PASSAGE:
....

Navigating Jupyter interface

Typically you can launch a new Jupyter Notebook via jupyter notebook. In recent MacOS + Homebrew there is a known issue that you can solve by running this command instead:

jupyter lab --app-dir /opt/homebrew/share/jupyter/lab

However you start your Jupyter session, the interface should be quite intuitive:

File | Save As - to rename your notebook
File | Download - download the notebook to your computer
File | New Launcher - to open a new launcher dashboard, e.g. to start a terminal
File | Logout - to terminate your job (everything is running inside a Slurm job!)

Explain: tab completion, annotating code, displaying figures inside the notebook.

Esc - leave the cell (border changes colour) to the control mode
A - insert a cell above the current cell
B - insert a cell below the current cell
X - delete the current cell
M - turn the current cell into the markdown cell
H - to display help
Enter - re-enter the cell (border becomes green) from the control mode
you can enter Latex equations in a markdown cell, e.g. $i n t_{0}^{\infty} f (x) d x$

print(1/2)   # to run all commands in the cell, either use the Run button, or press shift+return

Getting help

help(print)
?print    # only inside Jupyter

High-level data collections

Python has a number of built-in composite data structures: tuples, lists, sets, dictionaries. Here we take a look at lists and dictionaries.

Lists

A list stores many values in a single structure:

events = [267, 1332, 1772, 1994, 493, 1373, 1044, 156, 1515, 1788]  # array of years
print('events:', events)
print('length:', len(events))
print('first item of events is', events[0])   # indexing starts witgh 0
events[2] = 1773   # individual elements are mutable
print('events is now:', events)
events.append(1239)
events.append(606)
print('events is now:', events)
events.pop(4)      # remove element #4
print('events is now:', events)

....

RECORDS SHOWN:

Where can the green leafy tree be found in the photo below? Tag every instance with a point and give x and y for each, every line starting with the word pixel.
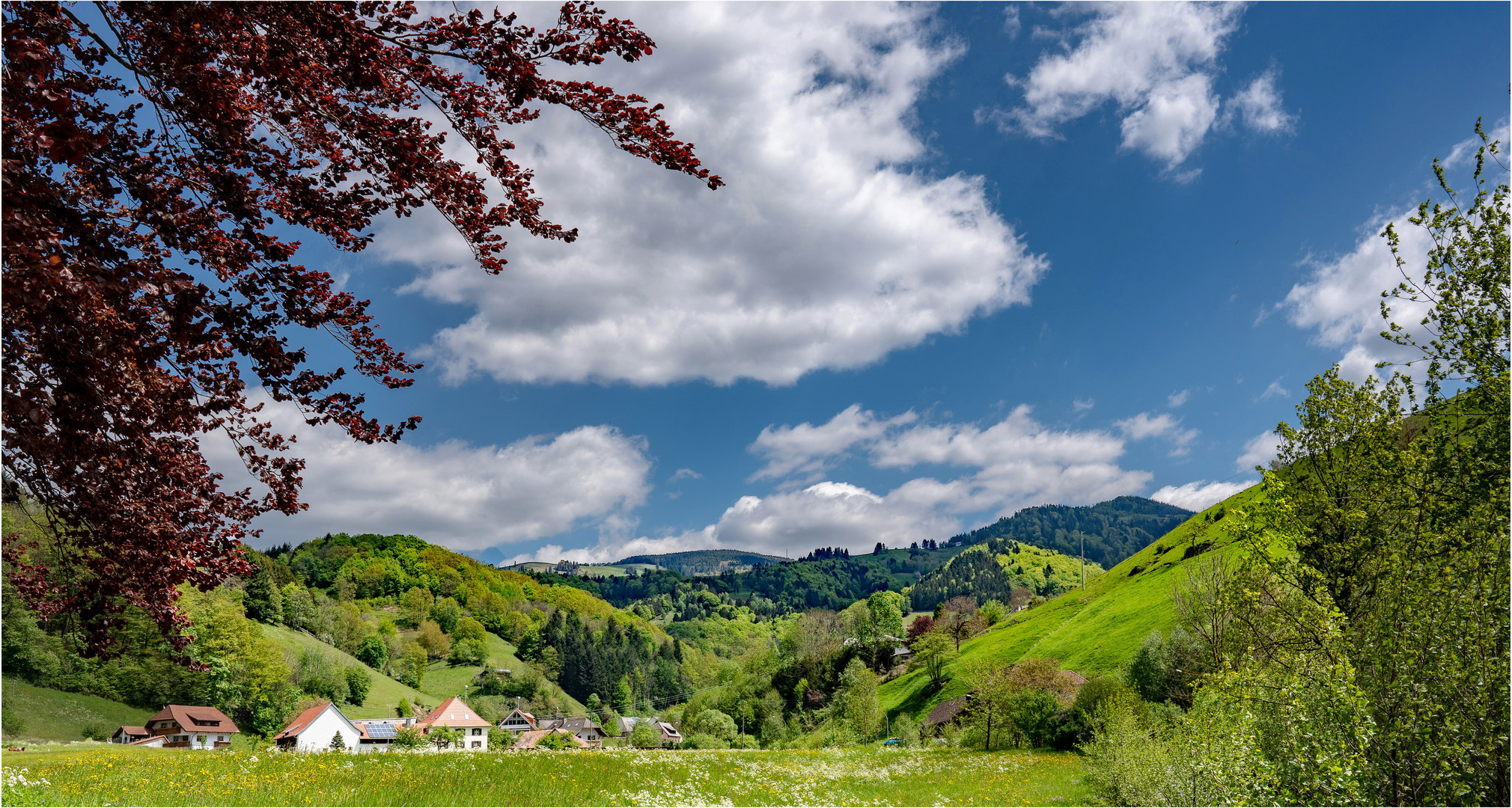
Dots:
pixel 359 682
pixel 446 612
pixel 859 700
pixel 644 736
pixel 442 738
pixel 933 653
pixel 374 653
pixel 298 606
pixel 409 738
pixel 262 600
pixel 415 606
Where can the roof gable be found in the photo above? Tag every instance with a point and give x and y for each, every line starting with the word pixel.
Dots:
pixel 303 720
pixel 452 711
pixel 195 719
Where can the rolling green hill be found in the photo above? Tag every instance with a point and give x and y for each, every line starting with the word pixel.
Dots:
pixel 705 562
pixel 440 682
pixel 994 570
pixel 1095 630
pixel 41 713
pixel 1112 530
pixel 386 692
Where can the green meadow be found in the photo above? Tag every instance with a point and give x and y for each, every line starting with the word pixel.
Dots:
pixel 1095 630
pixel 103 775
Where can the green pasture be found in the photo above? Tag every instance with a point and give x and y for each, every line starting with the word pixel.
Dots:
pixel 1095 630
pixel 385 694
pixel 112 775
pixel 37 713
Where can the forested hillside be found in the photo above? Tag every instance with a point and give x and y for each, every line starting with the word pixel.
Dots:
pixel 1002 570
pixel 1113 530
pixel 705 562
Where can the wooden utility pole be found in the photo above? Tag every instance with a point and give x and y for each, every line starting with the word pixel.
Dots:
pixel 1083 536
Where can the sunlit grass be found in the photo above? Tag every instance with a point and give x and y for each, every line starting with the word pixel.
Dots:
pixel 824 777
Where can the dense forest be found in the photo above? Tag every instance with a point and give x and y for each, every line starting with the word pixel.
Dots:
pixel 996 570
pixel 1113 530
pixel 829 579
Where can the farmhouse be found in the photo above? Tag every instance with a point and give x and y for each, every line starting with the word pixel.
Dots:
pixel 517 720
pixel 189 726
pixel 379 735
pixel 317 732
pixel 127 735
pixel 456 714
pixel 531 739
pixel 582 729
pixel 668 733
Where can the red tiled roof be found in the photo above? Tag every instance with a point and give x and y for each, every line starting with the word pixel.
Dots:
pixel 195 719
pixel 298 723
pixel 452 713
pixel 533 738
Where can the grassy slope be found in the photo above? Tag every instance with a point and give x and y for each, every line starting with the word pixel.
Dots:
pixel 826 777
pixel 53 714
pixel 1092 631
pixel 445 682
pixel 386 692
pixel 442 682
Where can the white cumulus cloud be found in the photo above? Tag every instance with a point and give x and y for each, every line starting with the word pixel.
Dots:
pixel 809 449
pixel 1006 465
pixel 1199 495
pixel 1258 450
pixel 1157 64
pixel 830 247
pixel 460 496
pixel 1340 301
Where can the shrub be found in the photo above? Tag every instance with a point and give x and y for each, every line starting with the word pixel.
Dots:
pixel 372 653
pixel 359 682
pixel 469 652
pixel 644 736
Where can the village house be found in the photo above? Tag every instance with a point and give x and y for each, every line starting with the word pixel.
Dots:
pixel 379 735
pixel 668 733
pixel 517 720
pixel 456 714
pixel 127 735
pixel 533 738
pixel 582 729
pixel 317 732
pixel 189 726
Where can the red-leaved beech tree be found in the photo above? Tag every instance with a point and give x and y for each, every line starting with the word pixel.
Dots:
pixel 150 148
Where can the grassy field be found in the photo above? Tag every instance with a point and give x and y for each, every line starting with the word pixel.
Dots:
pixel 112 775
pixel 386 692
pixel 1092 631
pixel 53 714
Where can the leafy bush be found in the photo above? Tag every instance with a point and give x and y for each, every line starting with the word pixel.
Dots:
pixel 359 682
pixel 714 722
pixel 644 736
pixel 374 653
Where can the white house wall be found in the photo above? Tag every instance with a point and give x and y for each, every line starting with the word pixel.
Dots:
pixel 317 738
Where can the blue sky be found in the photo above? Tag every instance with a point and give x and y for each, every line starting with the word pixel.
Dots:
pixel 971 259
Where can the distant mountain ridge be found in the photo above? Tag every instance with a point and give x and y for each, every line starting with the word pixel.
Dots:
pixel 1113 530
pixel 705 562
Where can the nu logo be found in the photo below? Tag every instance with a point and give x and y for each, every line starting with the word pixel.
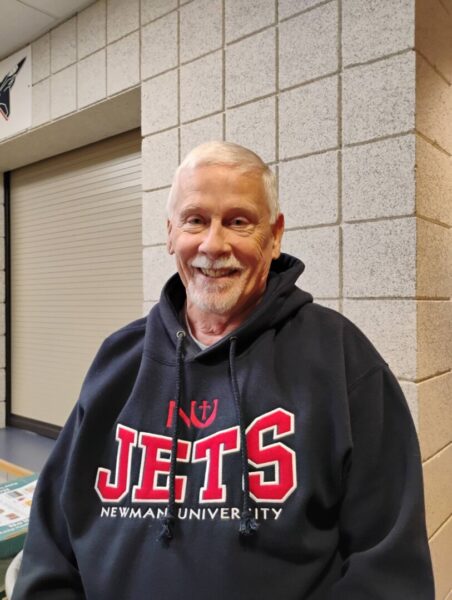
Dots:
pixel 202 414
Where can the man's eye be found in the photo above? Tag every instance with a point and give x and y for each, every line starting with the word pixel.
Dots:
pixel 239 222
pixel 194 221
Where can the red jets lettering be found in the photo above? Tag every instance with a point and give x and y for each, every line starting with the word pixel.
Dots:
pixel 153 485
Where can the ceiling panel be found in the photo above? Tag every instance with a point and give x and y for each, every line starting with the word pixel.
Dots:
pixel 58 8
pixel 22 21
pixel 19 24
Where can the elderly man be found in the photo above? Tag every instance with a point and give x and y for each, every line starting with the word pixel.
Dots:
pixel 241 442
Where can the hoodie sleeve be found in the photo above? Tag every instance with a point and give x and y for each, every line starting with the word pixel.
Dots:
pixel 49 570
pixel 383 540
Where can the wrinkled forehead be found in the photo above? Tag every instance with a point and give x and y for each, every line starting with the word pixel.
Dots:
pixel 219 179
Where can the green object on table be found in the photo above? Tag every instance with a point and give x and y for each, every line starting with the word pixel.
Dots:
pixel 15 501
pixel 4 564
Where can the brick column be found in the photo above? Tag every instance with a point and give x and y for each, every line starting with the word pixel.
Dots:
pixel 434 273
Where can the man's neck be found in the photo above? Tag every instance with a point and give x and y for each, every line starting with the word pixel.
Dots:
pixel 209 328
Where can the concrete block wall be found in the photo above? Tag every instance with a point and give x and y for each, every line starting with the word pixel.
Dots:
pixel 87 59
pixel 434 273
pixel 349 102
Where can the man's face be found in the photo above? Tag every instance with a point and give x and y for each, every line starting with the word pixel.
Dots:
pixel 221 235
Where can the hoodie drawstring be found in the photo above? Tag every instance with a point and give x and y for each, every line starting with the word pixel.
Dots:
pixel 169 519
pixel 248 524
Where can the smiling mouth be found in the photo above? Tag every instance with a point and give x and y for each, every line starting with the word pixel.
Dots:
pixel 217 273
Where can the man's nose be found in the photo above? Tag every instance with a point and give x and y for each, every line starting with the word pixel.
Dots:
pixel 214 242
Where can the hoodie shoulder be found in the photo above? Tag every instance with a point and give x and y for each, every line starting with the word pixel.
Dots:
pixel 136 326
pixel 349 343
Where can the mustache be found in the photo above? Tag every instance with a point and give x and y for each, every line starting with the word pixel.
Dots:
pixel 202 262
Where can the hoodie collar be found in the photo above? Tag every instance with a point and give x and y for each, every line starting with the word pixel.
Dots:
pixel 280 299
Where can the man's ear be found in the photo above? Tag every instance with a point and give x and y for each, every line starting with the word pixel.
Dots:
pixel 169 245
pixel 278 230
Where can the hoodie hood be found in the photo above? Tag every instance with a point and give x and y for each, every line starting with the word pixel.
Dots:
pixel 281 299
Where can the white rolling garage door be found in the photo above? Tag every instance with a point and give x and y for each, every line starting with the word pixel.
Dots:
pixel 76 269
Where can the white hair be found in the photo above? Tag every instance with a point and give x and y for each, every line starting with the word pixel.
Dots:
pixel 231 155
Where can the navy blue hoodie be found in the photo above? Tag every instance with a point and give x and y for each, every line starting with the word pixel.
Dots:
pixel 331 459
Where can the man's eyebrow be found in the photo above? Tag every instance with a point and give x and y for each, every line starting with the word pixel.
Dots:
pixel 190 208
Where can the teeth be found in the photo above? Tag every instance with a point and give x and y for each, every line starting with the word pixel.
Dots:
pixel 216 272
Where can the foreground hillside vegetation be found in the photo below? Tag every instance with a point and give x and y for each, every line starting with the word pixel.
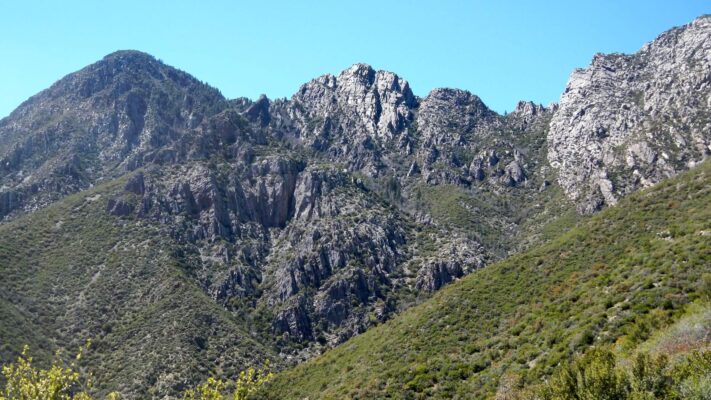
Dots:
pixel 613 281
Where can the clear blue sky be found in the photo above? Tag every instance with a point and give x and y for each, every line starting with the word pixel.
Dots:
pixel 501 51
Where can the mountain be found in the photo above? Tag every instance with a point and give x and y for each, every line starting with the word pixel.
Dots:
pixel 143 209
pixel 620 277
pixel 629 121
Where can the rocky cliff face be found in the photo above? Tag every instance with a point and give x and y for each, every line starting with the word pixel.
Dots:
pixel 118 114
pixel 313 218
pixel 628 121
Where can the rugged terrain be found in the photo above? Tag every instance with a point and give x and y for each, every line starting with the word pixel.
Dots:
pixel 619 278
pixel 290 225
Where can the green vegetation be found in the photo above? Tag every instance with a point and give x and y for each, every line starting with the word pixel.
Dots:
pixel 25 381
pixel 72 272
pixel 247 383
pixel 596 376
pixel 619 278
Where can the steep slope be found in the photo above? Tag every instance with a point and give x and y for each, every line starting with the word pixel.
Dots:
pixel 300 222
pixel 628 121
pixel 113 116
pixel 615 278
pixel 72 272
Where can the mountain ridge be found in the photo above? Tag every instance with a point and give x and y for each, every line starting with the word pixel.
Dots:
pixel 303 222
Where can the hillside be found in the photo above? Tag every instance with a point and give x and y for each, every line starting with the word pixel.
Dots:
pixel 617 277
pixel 190 235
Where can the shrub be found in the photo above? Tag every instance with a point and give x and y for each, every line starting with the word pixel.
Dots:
pixel 24 381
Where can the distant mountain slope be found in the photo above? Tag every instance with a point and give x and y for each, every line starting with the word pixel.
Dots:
pixel 615 278
pixel 194 228
pixel 113 116
pixel 628 121
pixel 72 272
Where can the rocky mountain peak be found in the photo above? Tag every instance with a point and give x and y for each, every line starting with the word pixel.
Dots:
pixel 618 125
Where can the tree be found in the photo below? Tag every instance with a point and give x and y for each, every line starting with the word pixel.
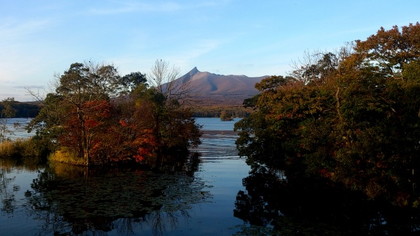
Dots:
pixel 163 77
pixel 97 117
pixel 356 123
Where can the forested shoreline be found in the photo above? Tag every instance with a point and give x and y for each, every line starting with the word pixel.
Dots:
pixel 349 119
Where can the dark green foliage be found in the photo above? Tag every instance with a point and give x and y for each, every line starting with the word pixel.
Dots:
pixel 355 120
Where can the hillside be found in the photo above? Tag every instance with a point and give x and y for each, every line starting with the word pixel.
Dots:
pixel 205 88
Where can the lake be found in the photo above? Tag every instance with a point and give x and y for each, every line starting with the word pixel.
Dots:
pixel 64 200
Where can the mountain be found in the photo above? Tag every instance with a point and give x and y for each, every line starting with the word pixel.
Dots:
pixel 213 89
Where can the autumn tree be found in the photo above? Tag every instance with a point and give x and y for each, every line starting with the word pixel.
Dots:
pixel 355 122
pixel 97 117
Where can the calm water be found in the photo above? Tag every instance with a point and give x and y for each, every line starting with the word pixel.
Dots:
pixel 61 200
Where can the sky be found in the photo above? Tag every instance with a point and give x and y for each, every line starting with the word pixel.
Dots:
pixel 40 39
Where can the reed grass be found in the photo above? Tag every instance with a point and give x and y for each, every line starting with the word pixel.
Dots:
pixel 65 155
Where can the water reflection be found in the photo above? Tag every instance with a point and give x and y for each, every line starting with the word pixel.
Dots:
pixel 76 200
pixel 272 205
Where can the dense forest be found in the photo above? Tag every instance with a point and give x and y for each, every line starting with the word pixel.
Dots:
pixel 97 117
pixel 19 109
pixel 350 119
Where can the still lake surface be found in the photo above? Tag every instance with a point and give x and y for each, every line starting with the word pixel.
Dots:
pixel 63 200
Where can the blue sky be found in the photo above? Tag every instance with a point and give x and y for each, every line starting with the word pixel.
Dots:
pixel 41 38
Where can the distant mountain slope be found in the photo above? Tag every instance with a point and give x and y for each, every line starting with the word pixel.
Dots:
pixel 213 89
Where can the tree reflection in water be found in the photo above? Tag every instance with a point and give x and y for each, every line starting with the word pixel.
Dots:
pixel 76 200
pixel 278 206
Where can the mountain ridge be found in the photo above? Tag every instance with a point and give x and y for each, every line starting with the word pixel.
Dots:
pixel 208 88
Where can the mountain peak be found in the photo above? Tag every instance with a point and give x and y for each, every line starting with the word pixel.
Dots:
pixel 193 71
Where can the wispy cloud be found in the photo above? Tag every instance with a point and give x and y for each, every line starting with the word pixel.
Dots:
pixel 122 7
pixel 129 7
pixel 13 30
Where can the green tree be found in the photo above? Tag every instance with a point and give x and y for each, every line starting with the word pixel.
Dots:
pixel 356 123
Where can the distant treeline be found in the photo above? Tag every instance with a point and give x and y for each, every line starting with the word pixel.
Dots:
pixel 23 109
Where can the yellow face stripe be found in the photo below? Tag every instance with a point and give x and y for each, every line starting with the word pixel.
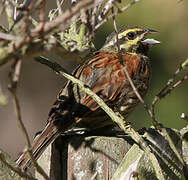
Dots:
pixel 130 30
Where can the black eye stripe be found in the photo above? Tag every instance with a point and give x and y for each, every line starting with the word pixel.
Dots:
pixel 131 35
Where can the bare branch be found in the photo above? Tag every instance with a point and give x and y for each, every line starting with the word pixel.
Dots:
pixel 14 169
pixel 14 79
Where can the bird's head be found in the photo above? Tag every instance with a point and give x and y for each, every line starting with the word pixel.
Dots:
pixel 131 40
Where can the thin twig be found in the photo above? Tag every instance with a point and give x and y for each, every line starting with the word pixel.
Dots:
pixel 111 16
pixel 14 169
pixel 14 79
pixel 164 91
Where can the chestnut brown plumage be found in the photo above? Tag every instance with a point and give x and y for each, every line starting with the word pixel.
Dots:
pixel 105 74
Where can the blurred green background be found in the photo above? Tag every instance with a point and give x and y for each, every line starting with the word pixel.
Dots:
pixel 39 85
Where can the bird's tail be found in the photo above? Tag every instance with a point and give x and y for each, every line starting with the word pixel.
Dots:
pixel 48 135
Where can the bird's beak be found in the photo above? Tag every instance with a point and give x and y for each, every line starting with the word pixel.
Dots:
pixel 150 41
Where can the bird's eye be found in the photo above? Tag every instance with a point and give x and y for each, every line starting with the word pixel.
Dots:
pixel 131 35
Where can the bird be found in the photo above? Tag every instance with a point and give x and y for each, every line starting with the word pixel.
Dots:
pixel 104 73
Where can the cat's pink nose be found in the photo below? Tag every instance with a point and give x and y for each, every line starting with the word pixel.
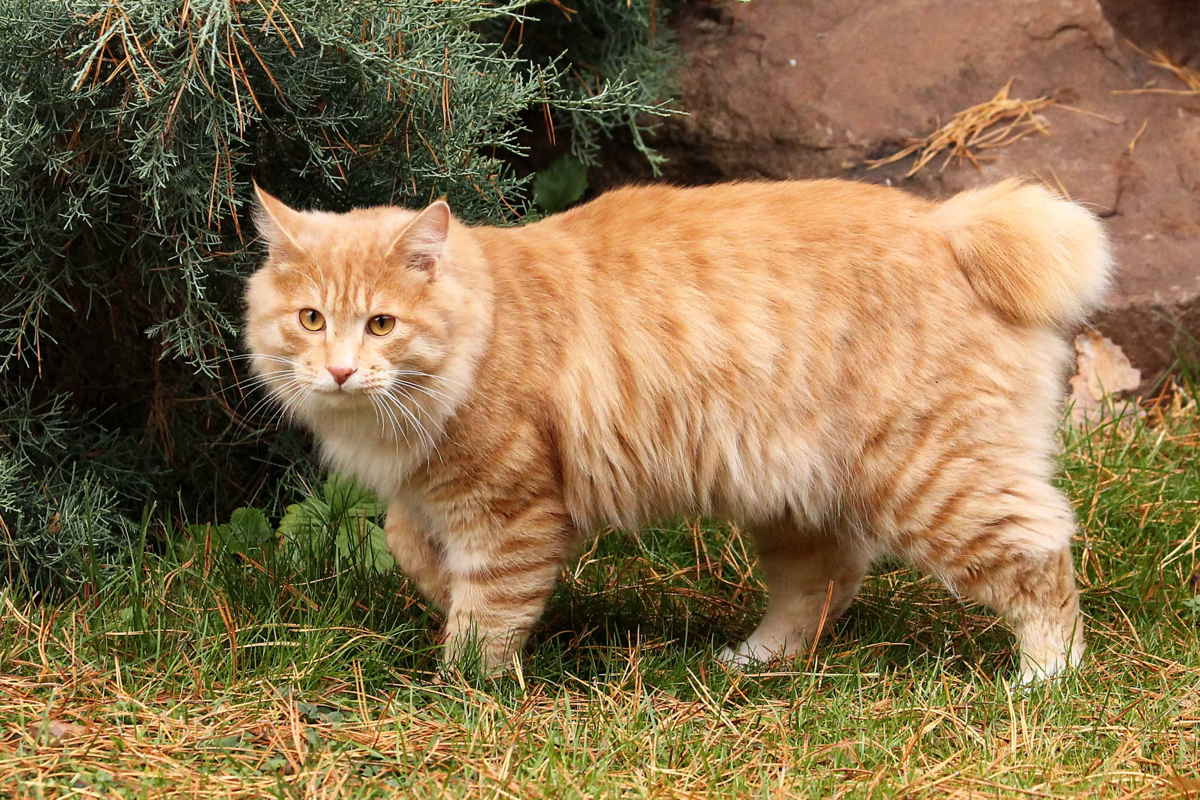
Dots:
pixel 341 374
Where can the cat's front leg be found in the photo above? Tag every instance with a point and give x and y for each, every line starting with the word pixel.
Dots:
pixel 417 555
pixel 501 576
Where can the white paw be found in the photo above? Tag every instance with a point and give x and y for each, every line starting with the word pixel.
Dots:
pixel 1049 668
pixel 747 655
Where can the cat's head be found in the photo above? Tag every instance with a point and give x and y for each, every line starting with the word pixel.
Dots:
pixel 360 313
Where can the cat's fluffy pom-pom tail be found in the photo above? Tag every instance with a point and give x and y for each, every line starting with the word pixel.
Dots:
pixel 1029 253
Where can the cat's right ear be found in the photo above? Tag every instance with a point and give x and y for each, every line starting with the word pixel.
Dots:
pixel 277 224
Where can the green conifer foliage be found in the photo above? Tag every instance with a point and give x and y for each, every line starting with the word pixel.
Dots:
pixel 130 132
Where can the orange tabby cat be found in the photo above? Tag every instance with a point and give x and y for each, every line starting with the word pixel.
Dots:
pixel 844 370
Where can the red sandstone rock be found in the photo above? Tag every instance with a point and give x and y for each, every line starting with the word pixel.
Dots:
pixel 790 89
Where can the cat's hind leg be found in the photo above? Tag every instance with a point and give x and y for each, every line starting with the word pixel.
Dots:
pixel 1009 549
pixel 803 571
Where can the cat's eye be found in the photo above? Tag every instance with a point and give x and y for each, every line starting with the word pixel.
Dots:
pixel 312 319
pixel 382 324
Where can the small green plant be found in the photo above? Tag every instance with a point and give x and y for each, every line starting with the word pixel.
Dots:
pixel 342 522
pixel 561 185
pixel 339 524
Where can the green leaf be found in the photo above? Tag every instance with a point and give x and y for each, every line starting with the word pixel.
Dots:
pixel 561 184
pixel 343 523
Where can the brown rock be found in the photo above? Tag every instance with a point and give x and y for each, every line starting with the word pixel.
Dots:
pixel 787 89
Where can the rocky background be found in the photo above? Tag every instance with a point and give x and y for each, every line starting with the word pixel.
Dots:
pixel 819 88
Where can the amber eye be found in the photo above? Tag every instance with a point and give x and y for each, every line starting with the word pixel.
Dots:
pixel 312 319
pixel 382 324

....

THE REQUEST:
Reproduce the Jupyter passage from "However you start" up to and including "inside the notebook.".

CORRECT RESULT:
However you start your Jupyter session, the interface should be quite intuitive:

File | Save As - to rename your notebook
File | Download - download the notebook to your computer
File | New Launcher - to open a new launcher dashboard, e.g. to start a terminal
File | Logout - to terminate your job (everything is running inside a Slurm job!)

Explain: tab completion, annotating code, displaying figures inside the notebook.